TEXT BLOCK:
######

A hundred and fifty bucks may not sound like a lot of money, but it meant coffee and ramen and pens and paper to Vince. And to give Vince credit, he told me to keep $50 for m effort, which I did.

I’ve got other battles going as well. They are mostly internal ones; I am choosing not to expend my energy on them because I know I cannot win them.

I wrote that I have to move because I am being priced out of my apartment. I haven’t found a new place yet. It seems there are either spacious penthouses with doormen and champagne happy hours for $2,000 a month, or dark cramped rat holes for $800 a month, and not much in between.

My landlord has started showing my apartment, which amps up the pressure. I called a friend who lives in the building and asked, “Should I make a point of being home when they come in with the potential renters, so I can make sarcastic remarks about how they’re taking advantage of the economy to jack up rents?” She said NO without hesitation. I knew that was the right answer, but I needed to hear it.

But when I came home from seeing yet another “no-go” apartment, there were people in my living room. These potential new renters gushed about what a beautiful apartment I have. I kept my mouth shut.

The poor leasing agent is also being priced out of his apartment, which he’s been receiving as a benefit of being an employee, so he’s very sympathetic. He called me a couple hours later to say that a corporation had rented my apartment sight unseen but would be sending someone the next day just to verify the square footage. They’ll be using it to house MBA interns. I asked which company it was a company that makes industrial chemicals.

This is me a couple years ago reveling in the view from my apartment:

740View

My other internal battle is a February work trip to the Occupied Palestinian Territories. I can’t say much except that it adds inherent complicated stress and additional pressure to find a new apartment by the time I leave, because I’ll come back and need to move five days later.

 

Solitary

VINCE

Boring!  That’s the only way to describe my time here so far.  I got to choose a couple real winners from the seg book cart the other day.  When I asked the Native man about a couple authors I was interested in, he stared at me with his mouth wide open.  That’s it.  Just stared.  Eventually I pointed to a red one and a blue one, and he responded to that.  Unfortunately I only have 1,000 pages to last me until I get out of here.  On the up-side, I read terrible books really slowly!

######

MATERIAL SUPPLIED:
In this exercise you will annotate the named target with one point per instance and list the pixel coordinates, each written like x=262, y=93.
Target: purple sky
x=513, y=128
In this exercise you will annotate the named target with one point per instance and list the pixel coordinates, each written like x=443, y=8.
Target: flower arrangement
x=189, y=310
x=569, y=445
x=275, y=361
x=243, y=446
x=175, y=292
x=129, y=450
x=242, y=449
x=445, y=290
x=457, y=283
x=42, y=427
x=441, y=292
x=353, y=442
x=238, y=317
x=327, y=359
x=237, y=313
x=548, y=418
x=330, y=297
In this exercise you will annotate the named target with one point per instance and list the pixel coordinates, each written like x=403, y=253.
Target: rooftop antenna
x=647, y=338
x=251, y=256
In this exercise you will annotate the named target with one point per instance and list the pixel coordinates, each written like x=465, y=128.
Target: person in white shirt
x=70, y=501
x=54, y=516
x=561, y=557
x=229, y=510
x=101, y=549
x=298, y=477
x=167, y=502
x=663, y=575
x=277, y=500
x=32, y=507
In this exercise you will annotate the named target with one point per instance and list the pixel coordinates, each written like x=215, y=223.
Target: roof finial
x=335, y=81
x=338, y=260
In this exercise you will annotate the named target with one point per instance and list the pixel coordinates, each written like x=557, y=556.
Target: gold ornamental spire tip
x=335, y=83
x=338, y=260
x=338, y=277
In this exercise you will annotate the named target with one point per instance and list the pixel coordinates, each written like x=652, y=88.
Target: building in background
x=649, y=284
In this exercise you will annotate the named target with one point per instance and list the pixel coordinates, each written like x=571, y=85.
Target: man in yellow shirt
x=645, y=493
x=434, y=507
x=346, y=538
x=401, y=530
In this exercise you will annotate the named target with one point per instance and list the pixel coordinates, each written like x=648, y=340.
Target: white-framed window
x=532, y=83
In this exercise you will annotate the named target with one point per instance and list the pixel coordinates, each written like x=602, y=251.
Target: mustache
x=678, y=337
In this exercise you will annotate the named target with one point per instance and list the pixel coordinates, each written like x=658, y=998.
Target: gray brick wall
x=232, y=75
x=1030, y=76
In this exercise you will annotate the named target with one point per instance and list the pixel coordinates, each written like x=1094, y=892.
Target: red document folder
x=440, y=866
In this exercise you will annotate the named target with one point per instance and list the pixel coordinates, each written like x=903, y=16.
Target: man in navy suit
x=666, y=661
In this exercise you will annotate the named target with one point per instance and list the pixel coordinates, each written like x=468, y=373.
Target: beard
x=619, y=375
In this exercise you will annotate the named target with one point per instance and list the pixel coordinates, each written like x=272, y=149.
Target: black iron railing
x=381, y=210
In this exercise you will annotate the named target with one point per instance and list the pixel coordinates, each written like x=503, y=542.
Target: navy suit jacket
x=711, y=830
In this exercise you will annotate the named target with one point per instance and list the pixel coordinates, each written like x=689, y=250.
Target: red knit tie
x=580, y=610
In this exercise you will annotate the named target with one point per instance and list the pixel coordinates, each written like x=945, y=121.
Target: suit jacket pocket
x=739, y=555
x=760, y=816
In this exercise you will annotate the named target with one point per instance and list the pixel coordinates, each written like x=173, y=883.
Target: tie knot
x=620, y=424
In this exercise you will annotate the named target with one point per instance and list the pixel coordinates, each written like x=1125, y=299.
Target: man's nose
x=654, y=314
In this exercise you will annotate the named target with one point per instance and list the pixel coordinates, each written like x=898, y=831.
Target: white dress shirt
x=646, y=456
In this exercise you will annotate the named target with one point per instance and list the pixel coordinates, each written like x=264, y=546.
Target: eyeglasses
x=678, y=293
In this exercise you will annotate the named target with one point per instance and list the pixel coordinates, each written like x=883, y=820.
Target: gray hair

######

WORK ORDER A: Condense the paragraph of the apartment post that begins "I wrote that I have to move" into two short sentences, keeping its main facts.
WORK ORDER B: Extend the apartment post beyond its final sentence, continuing in Vince's voice from his section on solitary.
The listing that comes before this point is from a separate source.

ANSWER BOX A: I'm being priced out of my apartment and haven't found a new place yet. The choices seem to be $2,000-a-month penthouses with doormen and champagne happy hours or dark, cramped $800-a-month rat holes, with little in between.

ANSWER BOX B:
A CO went around and knocked on a few doors asking if people wanted to use the phone.  I knocked on my side of the door and asked if I could use the phone.  He said, “No, not your day.”  No shit.

I’ve heard that Moose Lake is an old psych hospital. At the very least, it is an old hospital.  From what I saw of it four days ago, the outside is all red brick and barb wire.  The inside is very sterile.  White on white, all high-gloss, splatter-resistent walls.  I can’t wait to get out and explore.

In Moose Lake there is no controlled movement.  Once I get down to general population, I can just sign out and go to the gym.  And I can spend some extra time in the library once I get out of the hole.  Of course, this is all just hearsay.  I haven’t actually seen any of it with my own eye, yet.  Fuck.  Did I ever even mention that I’m a cyclops?  But don’t tell anyone.

I wrote a kite to the staff about not getting a phone call and within 10 minutes of receiving it they brought down a phone and apologized for their oversight!  I’m impressed.  I wrote the kite in a respectful manner and in turn I was treated with respect.  I think I like it this way.

I believe it’s Sunday.  I’m still in the hole.  I haven’t spent one second out of my cell since Thursday morning.  A CO asked me if I wanted recreation.  I said yes.  Five minutes later, my door unlocked and I stepped out into the common area with my shower stuff, my mail, and a lot of questions.  The common area is a room with one table, four seats.  That is all.  Nobody else.  I didn’t get to shower, send out my mail, or speak to another human.  After an hour of sitting alone at the table an angry voice yelled, “Recreation is over! Stand by your door!”  I did.  And I have declined recreation ever since.  Still no shower.  I need one.